(DATA SHOWN)
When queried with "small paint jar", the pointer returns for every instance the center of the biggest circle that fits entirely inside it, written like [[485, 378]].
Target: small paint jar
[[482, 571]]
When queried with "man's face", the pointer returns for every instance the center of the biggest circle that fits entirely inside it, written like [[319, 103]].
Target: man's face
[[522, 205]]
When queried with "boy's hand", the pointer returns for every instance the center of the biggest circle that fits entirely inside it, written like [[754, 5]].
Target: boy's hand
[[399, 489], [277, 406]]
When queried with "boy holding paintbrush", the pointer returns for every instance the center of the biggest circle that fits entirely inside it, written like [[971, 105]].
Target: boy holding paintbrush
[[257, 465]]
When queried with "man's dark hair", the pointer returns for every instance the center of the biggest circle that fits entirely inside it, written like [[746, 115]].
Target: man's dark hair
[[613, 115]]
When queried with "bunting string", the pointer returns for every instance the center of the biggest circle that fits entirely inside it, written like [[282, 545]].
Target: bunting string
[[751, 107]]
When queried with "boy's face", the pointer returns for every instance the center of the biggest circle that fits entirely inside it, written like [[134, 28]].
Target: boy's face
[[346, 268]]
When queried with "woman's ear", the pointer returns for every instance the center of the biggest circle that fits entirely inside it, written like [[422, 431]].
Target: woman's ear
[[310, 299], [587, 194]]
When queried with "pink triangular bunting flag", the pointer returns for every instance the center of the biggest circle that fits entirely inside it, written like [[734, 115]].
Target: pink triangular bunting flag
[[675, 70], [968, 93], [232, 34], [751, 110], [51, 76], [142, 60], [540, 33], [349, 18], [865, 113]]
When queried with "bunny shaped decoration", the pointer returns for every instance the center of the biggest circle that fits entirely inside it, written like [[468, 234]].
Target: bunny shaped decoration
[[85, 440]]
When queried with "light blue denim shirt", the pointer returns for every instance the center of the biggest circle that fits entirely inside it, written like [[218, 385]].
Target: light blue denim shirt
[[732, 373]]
(End DATA SHOWN)
* [DESCRIPTION OF THE TASK] Would you return all of the data exactly as it stands above?

* [EXERCISE RESPONSE]
When queried with "small paint jar", the pointer returns for every instance the center of the biggest circle that fits entirely inside it, written like [[485, 378]].
Target: small paint jar
[[482, 571]]
When queried with "man's face", the pointer returns for every instance the center of the biggest circle that fits entirely inside it, written like [[319, 103]].
Target: man's face
[[522, 205]]
When queried with "boy's hand", the pointer returns for every instance the center of the biggest circle that fits entirely inside it, written like [[754, 5]].
Target: boy's hand
[[399, 489], [277, 406]]
When queried with "boy holding paintbrush", the pointer returns for every instance the center of the biggest circle that fits entirely inside it, written like [[971, 105]].
Target: boy holding paintbrush
[[257, 465]]
When queried with "man's dark hair", the pointer returns for every instance the center of the biggest circle that fits entirely inside it, written like [[746, 115]].
Target: man's dark hair
[[613, 115]]
When queried with "bunting string", the pointer returns for every instance the center of the biggest circle that fits entirely inside it, written like [[282, 545]].
Target: bunting string
[[751, 107]]
When queried with "boy's face", the pointer returns for every instance the center of the biggest circle that fits entirely inside it, written like [[134, 28]].
Target: boy's face
[[346, 268]]
When queried with "woman's ear", the pointer returns for every instance the center of the biggest circle that fits entirely inside it, written like [[422, 431]].
Target: woman's ear
[[310, 299], [587, 194]]
When queried with "pink triangular bunting flag", the pointer returns for every instance the center of the biggest circle that fits entirely inside it, written like [[734, 115]].
Target: pink triangular bunting flag
[[675, 70], [968, 93], [232, 34], [751, 110], [51, 76], [142, 60], [540, 33], [349, 18], [865, 113]]
When queried with "bunny shaped decoration", the pointer returns for every instance the center of the biggest circle that fits entirely inside it, written like [[468, 234]].
Target: bunny shaped decoration
[[85, 440]]
When queried with "light blue denim shirt", the pointer returns for every instance the center of the biggest circle that fits entirely inside it, written like [[218, 385]].
Target: light blue denim shirt
[[732, 373]]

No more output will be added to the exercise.